__WORK TO BE COMPLETED__. Exact copies of all the entries below are expected in the answer.

__PROVIDED ENTRIES__.

Start of Block

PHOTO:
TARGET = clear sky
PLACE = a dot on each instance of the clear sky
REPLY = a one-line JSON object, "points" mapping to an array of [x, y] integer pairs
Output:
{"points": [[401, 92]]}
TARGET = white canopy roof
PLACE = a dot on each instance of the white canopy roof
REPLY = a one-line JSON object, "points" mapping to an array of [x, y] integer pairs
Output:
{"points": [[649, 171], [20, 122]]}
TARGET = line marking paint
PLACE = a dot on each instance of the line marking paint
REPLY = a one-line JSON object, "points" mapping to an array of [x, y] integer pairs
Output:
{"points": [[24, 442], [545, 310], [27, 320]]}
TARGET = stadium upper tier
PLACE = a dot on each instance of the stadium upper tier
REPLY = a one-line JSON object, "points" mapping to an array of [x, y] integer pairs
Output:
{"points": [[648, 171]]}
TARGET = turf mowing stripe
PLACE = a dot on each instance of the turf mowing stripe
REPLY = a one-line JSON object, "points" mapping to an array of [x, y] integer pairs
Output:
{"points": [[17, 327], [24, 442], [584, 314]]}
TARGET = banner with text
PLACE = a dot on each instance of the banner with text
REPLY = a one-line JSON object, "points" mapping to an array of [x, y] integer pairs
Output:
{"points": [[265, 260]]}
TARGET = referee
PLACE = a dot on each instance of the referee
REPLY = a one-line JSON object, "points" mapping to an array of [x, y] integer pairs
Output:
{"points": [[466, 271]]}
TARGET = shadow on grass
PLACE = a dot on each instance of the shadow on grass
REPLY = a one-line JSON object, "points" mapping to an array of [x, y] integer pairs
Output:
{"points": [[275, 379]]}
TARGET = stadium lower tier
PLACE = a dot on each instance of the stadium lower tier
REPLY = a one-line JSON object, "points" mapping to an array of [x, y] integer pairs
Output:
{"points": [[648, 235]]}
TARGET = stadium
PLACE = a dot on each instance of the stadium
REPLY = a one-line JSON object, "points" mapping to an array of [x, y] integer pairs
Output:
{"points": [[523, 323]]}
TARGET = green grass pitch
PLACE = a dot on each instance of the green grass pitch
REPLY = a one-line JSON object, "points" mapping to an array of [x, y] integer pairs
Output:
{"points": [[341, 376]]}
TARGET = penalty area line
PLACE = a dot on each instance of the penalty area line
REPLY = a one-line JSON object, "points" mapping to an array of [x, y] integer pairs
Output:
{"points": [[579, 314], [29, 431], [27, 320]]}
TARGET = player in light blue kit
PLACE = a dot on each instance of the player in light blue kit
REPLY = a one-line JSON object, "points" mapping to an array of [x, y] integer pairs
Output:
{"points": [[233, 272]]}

End of Block

__RESPONSE AREA__.
PHOTO:
TARGET = clear sky
PLACE = a dot on each instance of the clear sky
REPLY = a one-line JSON object, "points" mapping to an array of [x, y] integer pairs
Output:
{"points": [[401, 92]]}
TARGET = white canopy roof
PLACE = a dot on each instance of the white canopy roof
REPLY = a one-line JSON object, "points" mapping to an array of [x, y] integer pairs
Output:
{"points": [[649, 171], [20, 122]]}
TARGET = line marking paint
PLACE = a dot on each instance of the line marking paint
REPLY = a one-line JSON object, "points" mapping to an array of [x, y] integer pairs
Output:
{"points": [[24, 442], [545, 310], [27, 320]]}
TARGET = stadium upper tier
PLACE = a dot on each instance of the stadium upper tier
REPLY = a one-line JSON object, "points" mapping to an array of [x, y] integer pairs
Output:
{"points": [[648, 171]]}
TARGET = turf mowing stripe
PLACE = a dot on each instance of the turf mowing stripe
REPLY = a one-line JSON object, "points" mapping to an array of [x, y] integer pairs
Output:
{"points": [[17, 327], [24, 442], [584, 314]]}
TARGET = banner with text
PLACE = a dot on each instance of the banner with text
REPLY = a one-line JSON object, "points" mapping to an array of [x, y] integer pairs
Output:
{"points": [[265, 260]]}
TARGET = referee
PLACE = a dot on each instance of the referee
REPLY = a one-line JSON object, "points" mapping to an array of [x, y] integer pairs
Output:
{"points": [[466, 271]]}
TARGET = shadow on grass
PLACE = a dot on each instance of the shadow on grass
REPLY = a one-line JSON object, "points" mapping to an array of [x, y] integer pairs
Output:
{"points": [[275, 379]]}
TARGET = stadium lower tier
PLACE = a dot on each instance of the stadium lower tier
REPLY = a one-line JSON object, "points" mapping to an array of [x, y] integer pairs
Output:
{"points": [[648, 235]]}
TARGET = stadium
PLACE = a dot on each instance of the stadium
REPLY = a one-line JSON object, "points" mapping to an array of [x, y] integer pairs
Output:
{"points": [[523, 323]]}
TARGET = green grass pitch
PLACE = a dot on each instance of the green grass pitch
REPLY = a one-line JSON object, "points" mapping to an array of [x, y] integer pairs
Output:
{"points": [[341, 376]]}
TARGET = penalty area line
PLACE = a dot on each instance of the penalty area line
REPLY = a one-line JSON object, "points" mapping to an array of [x, y] integer pairs
Output:
{"points": [[579, 314], [29, 431], [27, 320]]}
TARGET = player in light blue kit
PLACE = a dot on each instance of the player in light blue kit
REPLY = a one-line JSON object, "points" mapping to an array of [x, y] integer pairs
Output:
{"points": [[233, 272]]}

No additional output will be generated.